• _Entries supplied_

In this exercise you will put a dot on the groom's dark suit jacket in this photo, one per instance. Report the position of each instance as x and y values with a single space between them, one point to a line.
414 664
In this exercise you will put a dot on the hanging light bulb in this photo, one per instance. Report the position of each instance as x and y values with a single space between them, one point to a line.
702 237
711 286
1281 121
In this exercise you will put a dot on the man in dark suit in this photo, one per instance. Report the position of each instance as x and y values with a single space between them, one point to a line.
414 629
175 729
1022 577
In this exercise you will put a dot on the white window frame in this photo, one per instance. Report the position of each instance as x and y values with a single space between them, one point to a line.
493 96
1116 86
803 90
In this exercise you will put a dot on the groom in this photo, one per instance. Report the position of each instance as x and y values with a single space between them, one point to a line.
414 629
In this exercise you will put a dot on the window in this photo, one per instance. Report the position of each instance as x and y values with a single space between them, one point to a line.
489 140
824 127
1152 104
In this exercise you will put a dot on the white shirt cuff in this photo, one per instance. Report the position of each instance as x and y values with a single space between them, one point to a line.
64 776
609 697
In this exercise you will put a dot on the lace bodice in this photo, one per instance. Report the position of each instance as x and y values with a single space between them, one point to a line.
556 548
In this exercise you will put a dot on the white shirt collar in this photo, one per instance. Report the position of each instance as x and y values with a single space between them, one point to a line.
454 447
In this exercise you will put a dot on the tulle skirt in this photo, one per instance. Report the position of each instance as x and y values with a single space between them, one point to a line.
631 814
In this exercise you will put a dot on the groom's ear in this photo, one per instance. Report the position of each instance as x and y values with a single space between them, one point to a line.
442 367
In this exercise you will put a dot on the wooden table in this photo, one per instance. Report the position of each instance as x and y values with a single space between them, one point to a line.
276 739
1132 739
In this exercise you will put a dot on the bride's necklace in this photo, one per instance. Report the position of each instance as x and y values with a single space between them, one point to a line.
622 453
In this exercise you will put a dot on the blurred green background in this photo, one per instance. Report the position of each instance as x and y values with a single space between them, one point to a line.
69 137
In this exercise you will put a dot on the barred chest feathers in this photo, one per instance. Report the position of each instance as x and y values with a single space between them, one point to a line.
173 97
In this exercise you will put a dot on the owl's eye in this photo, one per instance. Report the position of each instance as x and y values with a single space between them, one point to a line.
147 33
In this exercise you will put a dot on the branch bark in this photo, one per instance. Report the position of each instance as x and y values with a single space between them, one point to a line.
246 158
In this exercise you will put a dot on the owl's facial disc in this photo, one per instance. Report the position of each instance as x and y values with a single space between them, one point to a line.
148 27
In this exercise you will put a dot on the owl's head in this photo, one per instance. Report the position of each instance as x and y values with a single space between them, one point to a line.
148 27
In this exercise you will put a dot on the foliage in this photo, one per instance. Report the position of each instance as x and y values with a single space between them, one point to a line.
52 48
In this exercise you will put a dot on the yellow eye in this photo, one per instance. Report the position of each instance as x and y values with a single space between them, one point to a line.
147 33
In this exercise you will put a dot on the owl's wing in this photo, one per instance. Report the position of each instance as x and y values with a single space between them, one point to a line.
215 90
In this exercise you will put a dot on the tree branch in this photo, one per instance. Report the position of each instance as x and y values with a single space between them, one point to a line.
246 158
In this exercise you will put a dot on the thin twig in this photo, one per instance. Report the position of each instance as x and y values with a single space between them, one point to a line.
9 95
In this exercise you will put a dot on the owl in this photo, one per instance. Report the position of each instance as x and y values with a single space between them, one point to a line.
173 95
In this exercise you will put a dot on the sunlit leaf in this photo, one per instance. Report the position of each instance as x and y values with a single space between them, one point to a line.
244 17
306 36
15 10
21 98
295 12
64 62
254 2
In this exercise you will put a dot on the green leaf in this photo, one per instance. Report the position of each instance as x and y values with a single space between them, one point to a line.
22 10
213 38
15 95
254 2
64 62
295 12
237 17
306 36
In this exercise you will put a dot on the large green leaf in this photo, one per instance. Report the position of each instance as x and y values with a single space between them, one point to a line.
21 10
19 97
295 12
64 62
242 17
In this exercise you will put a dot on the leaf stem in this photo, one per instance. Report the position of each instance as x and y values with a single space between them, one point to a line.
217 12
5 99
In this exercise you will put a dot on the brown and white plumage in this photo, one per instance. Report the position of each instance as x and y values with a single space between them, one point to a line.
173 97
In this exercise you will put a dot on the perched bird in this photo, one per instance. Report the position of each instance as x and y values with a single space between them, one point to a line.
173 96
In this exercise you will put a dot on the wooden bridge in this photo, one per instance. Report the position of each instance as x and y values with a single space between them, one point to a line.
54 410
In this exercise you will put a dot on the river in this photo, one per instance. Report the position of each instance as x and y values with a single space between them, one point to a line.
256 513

• _What is being asked_
Extract each line of the material exactly as it stands.

• _Your response_
In this exercise you will put a dot on the groom's dark suit jacket in this photo, one per instance. Report the position of each instance as x and y values with a single space between them, one point to a line.
414 664
In this exercise you will put a dot on the hanging light bulb in this photo, one per instance. Report the position of each instance as x and y values with a single space between them, one point to a line.
702 237
711 286
1281 121
In this exercise you will put a dot on the man in dark suit in this photo, one per instance. Report the position of each instance as x and y values with a single space between them, one point to a line.
414 629
175 729
1022 577
In this exercise you will put a dot on the white window frame in this photo, one per instance. Report the position of each instance as x and y values with a single space between them, one point to a line.
493 96
1116 86
803 90
In this exercise you will put a dot on the groom in this photo, one per instance. Report the position of each instance as x and y values with a single space between them, one point to a line.
414 629
In this exercise you will put a dot on the window in this photo, one per instance. Report the position of each instance as x and y values with a single space between them, one point to a line.
489 140
824 127
1152 104
In this exercise you will put a dot on the white shirt cuff in this photo, one per instance. Report the position of each instance as x and y values with a single space between them, one point to a line.
64 776
609 697
In this exercise you will put a dot on the lace bodice in this photo, one per instance. Report the position of each instance as x and y values with a single space between them, one point to a line.
556 548
In this exercise you will put a dot on the white shirt collar in this photo, one per instance. Report the position of each instance as x and y values with a single space between them, one point to a line.
454 447
In this exercise you will put a dot on the tulle skirt in this photo, one per instance. Report the position of each instance as x and y values with a single space between them, one point to a line.
631 814
In this exercise you will put a dot on the groom's ear in this photo, one per instance. Report the position of each instance as x and y values with a single space between them, one point to a line.
442 367
In this exercise you will put a dot on the wooden table in this photo, one per instance. Report the position of each instance as x and y values with a single space between them, one point to a line.
276 739
1132 739
In this exercise you will put a dot on the bride's necklace in this photo, one per instance. Report the position of each instance as x and y values with a single space between them, one point to a line.
622 453
In this exercise you will put a dot on the blurred green background in this photo, one per instance. Report the position of each instance as x and y values with a single space between them, one point to a line.
69 137
In this exercise you will put a dot on the barred chest feathers in this photo, one per instance. Report the position of each instance as x and y values with a single space between them, one point to a line.
173 97
In this exercise you will put a dot on the owl's eye in this photo, one per instance. Report the position of each instance as x and y values with a single space between them, one point to a line.
147 33
In this exercise you will put a dot on the branch bark in this photo, one per instance. Report the position of each instance as x and y values with a single space between them, one point to a line.
246 158
In this exercise you will put a dot on the owl's facial disc in this photo, one per instance. Report the position of each instance as x and y values with a single space between them, one point to a line.
148 27
In this exercise you will put a dot on the owl's head in this photo, one per instance. Report the position of each instance as x and y values with a single space between them, one point to a line.
148 27
In this exercise you will put a dot on the foliage in this photo, one per instance. Report the position of each instance as x and y values with a single space between them, one point to a line.
52 48
In this exercise you will put a dot on the yellow eye in this photo, one per instance. Report the position of each instance as x and y values with a single space between them, one point to a line.
147 33
In this exercise you will put a dot on the owl's wing in this photo, one per instance. Report the position of each instance as x and y values with a single space between them, one point to a line.
215 90
In this exercise you will put a dot on the tree branch in this photo, one per instance. Report the position of each instance as x and y values with a single space between them, one point to a line.
246 158
In this exercise you will put a dot on the thin twig in this photo, one per instance. Report the position of each instance as x and y values with a single space between them, one point to a line.
9 95
In this exercise you will put a dot on the owl in this photo, one per instance. Report the position of each instance as x and y values with a single space between them, one point to a line.
173 95
In this exercise you will put a dot on the sunlit leaf in this photo, one per instance. Report the position of each instance as x and y values with a single space between them, one point to a line.
244 17
306 36
15 10
21 98
295 12
64 62
254 2
In this exercise you will put a dot on the green leaf in this photo, one per instance. Report the position of each instance as x and y values with a single space between them, one point to a line.
22 10
213 38
15 95
254 2
64 62
295 12
237 17
306 36
In this exercise you will put a dot on the large green leaf in this photo, one per instance. Report the position of each instance as x and y values with a single space between them, one point to a line.
21 10
19 97
295 12
64 62
242 17
In this exercise you will put a dot on the leaf stem in this photo, one per instance. Report the position of each instance as x and y values with a single space between them, one point to a line.
217 12
5 99
In this exercise you will put a dot on the brown and white plumage in this photo, one per instance. Report the position of each instance as x and y values with a single space between them, one point to a line.
173 97
In this exercise you will put a dot on the perched bird in this photo, one per instance. Report the position of each instance as x and y values with a single space between them, one point to a line.
173 96
In this exercise you will put a dot on the wooden bridge in this photo, one per instance. Report the position of each instance as x and y values with a single space between them, one point to a line.
54 410
In this exercise you will put a dot on the river in this photo, one per instance. Report the position of each instance as x and y values with a single space between them, one point to a line.
256 513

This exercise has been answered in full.